** WHAT IS EXPECTED **
Show all lines containing "coords" from the data below.

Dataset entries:

--- START ---

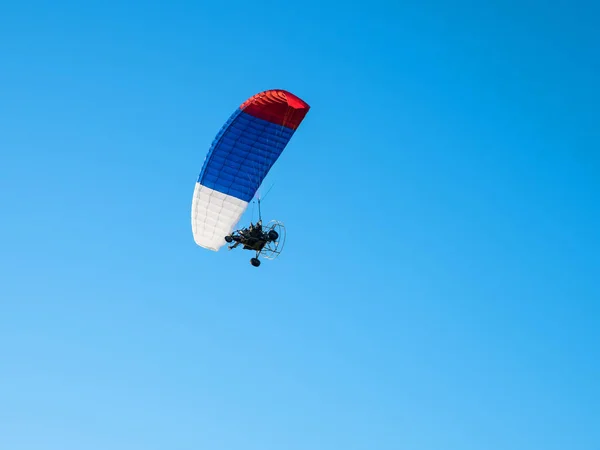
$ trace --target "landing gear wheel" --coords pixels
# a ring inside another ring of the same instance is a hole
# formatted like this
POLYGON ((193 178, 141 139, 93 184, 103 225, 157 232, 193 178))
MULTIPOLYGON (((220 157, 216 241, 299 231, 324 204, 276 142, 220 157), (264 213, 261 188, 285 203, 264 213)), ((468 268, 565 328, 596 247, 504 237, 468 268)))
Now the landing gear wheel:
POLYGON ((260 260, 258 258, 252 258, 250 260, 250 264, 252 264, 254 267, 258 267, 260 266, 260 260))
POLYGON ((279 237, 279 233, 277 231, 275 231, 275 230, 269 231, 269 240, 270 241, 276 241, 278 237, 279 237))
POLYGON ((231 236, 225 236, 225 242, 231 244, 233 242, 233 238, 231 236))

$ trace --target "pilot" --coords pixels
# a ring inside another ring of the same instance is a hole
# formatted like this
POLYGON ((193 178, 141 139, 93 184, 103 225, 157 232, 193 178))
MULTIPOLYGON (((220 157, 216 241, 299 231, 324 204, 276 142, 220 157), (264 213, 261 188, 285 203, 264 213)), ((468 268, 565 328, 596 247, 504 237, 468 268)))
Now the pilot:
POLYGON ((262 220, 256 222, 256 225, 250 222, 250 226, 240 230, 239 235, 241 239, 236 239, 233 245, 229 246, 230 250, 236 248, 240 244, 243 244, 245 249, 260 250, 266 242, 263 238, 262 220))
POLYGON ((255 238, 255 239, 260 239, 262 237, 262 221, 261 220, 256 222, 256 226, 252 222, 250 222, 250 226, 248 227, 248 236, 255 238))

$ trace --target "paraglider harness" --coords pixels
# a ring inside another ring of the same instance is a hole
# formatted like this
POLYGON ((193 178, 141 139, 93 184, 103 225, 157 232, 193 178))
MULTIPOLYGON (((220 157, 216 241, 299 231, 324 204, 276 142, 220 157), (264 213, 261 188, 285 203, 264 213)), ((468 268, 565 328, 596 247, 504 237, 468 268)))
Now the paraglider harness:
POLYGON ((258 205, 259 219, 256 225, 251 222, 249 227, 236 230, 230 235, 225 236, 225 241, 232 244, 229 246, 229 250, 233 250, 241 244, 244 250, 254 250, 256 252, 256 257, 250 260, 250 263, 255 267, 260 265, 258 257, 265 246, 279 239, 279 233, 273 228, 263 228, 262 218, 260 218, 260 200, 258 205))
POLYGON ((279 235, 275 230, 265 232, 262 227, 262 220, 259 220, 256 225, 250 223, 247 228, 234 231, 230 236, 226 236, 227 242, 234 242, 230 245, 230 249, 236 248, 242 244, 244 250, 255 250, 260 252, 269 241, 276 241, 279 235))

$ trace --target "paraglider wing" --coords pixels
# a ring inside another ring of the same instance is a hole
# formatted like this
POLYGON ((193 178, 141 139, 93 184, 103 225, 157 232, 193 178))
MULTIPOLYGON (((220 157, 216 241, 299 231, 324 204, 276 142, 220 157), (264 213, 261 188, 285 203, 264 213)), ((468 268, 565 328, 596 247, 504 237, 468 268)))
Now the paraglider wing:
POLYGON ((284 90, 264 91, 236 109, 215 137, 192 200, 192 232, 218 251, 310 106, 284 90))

--- END ---

** OUTPUT OF THE TASK **
$ trace --target "landing gear wheel" --coords pixels
$ trace --target "pilot" --coords pixels
$ trace --target "paraglider harness" --coords pixels
$ trace --target "paraglider wing" --coords pixels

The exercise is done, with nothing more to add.